● **Task details**: In the entries, find all lines that hold the word "knob" and copy them.

● **Available records**:
┌──

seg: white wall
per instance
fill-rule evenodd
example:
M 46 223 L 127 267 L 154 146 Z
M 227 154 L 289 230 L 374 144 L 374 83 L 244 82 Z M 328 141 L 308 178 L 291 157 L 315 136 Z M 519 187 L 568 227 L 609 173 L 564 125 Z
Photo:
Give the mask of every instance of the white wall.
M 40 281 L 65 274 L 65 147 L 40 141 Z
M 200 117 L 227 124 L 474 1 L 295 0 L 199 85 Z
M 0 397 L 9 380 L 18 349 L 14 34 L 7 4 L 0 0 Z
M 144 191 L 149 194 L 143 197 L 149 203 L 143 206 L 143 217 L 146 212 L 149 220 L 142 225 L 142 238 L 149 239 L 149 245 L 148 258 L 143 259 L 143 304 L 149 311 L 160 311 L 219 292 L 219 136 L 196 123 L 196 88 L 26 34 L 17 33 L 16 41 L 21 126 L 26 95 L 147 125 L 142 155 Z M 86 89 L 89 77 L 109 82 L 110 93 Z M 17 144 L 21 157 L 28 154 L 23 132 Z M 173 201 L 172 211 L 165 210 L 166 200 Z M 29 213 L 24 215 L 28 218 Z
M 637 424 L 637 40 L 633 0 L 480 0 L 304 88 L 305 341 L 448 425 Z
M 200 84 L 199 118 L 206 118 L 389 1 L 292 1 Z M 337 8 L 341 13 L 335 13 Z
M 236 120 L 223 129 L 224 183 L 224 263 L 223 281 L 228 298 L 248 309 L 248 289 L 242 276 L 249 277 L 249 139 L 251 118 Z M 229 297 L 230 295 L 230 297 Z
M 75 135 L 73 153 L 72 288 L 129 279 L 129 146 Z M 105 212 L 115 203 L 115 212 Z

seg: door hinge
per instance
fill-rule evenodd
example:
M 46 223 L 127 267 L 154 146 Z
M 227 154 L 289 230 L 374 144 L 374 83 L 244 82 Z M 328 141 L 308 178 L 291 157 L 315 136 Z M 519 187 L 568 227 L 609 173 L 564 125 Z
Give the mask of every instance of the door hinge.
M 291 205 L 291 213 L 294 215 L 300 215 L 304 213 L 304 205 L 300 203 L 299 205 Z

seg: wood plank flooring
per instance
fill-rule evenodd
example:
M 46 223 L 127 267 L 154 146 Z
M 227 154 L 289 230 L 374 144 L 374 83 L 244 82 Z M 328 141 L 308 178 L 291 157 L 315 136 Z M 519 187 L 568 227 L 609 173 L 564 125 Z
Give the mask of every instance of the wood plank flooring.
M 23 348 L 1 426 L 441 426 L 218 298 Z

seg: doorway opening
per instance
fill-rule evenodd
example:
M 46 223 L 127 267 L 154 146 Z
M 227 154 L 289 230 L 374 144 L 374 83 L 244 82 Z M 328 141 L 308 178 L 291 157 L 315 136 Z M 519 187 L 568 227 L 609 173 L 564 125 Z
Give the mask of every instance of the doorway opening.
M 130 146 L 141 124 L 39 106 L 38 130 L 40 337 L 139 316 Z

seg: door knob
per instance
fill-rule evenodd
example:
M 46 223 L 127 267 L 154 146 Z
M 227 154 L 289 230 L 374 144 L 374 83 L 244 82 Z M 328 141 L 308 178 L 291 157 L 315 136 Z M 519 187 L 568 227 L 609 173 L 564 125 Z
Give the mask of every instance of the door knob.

└──

● **Result of the task**:
seg: door knob
Give the mask of every instance of the door knob.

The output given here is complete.